■ Tarea 1: En el texto sobre la comida malsana para los niños, ¿con qué se compara darle a un niño un alimento malsano por pena?
■ Tarea 2: Convierte, por favor, en una lista el párrafo del texto sobre la comida malsana para los niños que empieza con «Todo esto afecta a su salud física».
━━━ Texto mostrado ━━━
Dar un alimento malsano a un niño por pena es como comerse un bote de cianuro por no tirarlo a la basura. No tiene sentido, y hace más daño del que pensamos. 

«Pobrecito, cómo no le vas a dar…»
«Pobrecita, ¿no puede comer….?»
«Tengo que comprar…. para el niño, el pobre»
«Pobrecita, se va a quedar sin…»

Es muy frecuente escuchar este tipo de expresiones, que decimos casi siempre de forma involuntaria, a veces sin pensar en qué significan. Pero SIGNIFICAN, y mucho.
En primer lugar, te animaría a que hicieras una reflexión: ¿Te da pena no darle productos malsanos y no te da pena dárselos, cuando es de sobras conocido el perjuicio que tienen cuando se consumen de forma habitual y en altas cantidades? ¿Te da pena que tu hijo/primo/sobrino no coma chucherías y no te da pena que no sea capaz de disfrutar de otros sabores porque sus receptores gustativos están saturados con el sabor dulce? Incongruencias que no entiendo. O sí, porque tienen una explicación (y también una consecuencia).

La explicación es la educación que hemos tenido, el ambiente obesogénico en que vivimos y la normalización de la mala alimentación, en adultos y en niños. Nos parece normal que un niño meriende bollería a diario, y es un bicho raro si le gusta la verdura o desayuna garbanzos (eh, María Merino de @Commiendoconmaria?); vemos normal llevarlos al burguer cada fin de semana pero no nos entra en la cabeza que no sepan lo que es un «establecimientodecomidarápida» con 4 años (como me pasó con Nora); y así podría poner decenas de ejemplos más.

¿Cuál es la consecuencia? Hay varias, y me centraré en las 4 principales para mí:

1. Estamos generando una asociación poco saludable con la comida, de forma que utilizamos estos productos malsanos para premiarles, recompensarles, agradarles y hacerles que se sientan felices. Porque además, hacemos comentarios que lo fomentan. ¿Qué aprenden? Que para estar bien, para sentirse bien, necesitan esos «alimentos».

2. Alteramos sus sensaciones de hambre-saciedad. En la mayor parte de los casos, consumen estos productos sin hambre fisiológica y sin que ellos incluso lo pidan, porque «pobrecitos, cómo no se lo voy a dar, con lo rico que está».

3. Alteramos su umbral de los sabores y generamos una mayor dificultad para aceptar otro tipo de alimentos. Al final, todo les sabe igual!! Además de activar su sistema de recompensa al ser productos tan palatables.

4. Desplazan el consumo de alimentos saludables. Si comen bollería, comida rápida, chucherías, helados, etc, ¿crees que les cabrá (y les apetecerá) una manzana, un plato de arroz o un pescado? Obviamente no.

Todo esto afecta a su salud física, obviamente, pero también a su salud emocional, al rendimiento escolar, a los patrones de sueño, al estado de ánimo (irritabilidad, euforia), a la concentración, al cansancio y a un mayor riesgo de enfermedades.

Así que, por favor, intenta que no te dé pena que coman mal; más pena debería darnos estar fomentando un concepto inadecuado de lo que es alimentarse. Si decides dárselo, que sea por otro motivo y no por pena. Y si te da pena, al menos no se lo digas!
━━━ Datos analizados ━━━
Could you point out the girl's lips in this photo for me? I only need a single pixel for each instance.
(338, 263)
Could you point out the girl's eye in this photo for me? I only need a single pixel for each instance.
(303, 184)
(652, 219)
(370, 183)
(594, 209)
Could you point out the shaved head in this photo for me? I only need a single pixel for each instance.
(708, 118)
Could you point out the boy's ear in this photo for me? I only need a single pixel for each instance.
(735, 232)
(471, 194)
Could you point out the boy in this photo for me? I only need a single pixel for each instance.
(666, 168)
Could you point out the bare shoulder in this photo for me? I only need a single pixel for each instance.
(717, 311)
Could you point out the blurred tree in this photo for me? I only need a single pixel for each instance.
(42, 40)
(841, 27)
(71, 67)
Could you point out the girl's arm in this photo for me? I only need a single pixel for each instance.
━━━
■ Resultado esperado 1: Con comerse un bote de cianuro por no tirarlo a la basura.

■ Resultado esperado 2:
Todo esto afecta a:
- la salud física
- la salud emocional
- el rendimiento escolar
- los patrones de sueño
- el estado de ánimo (irritabilidad, euforia)
- la concentración
- el cansancio
- un mayor riesgo de enfermedades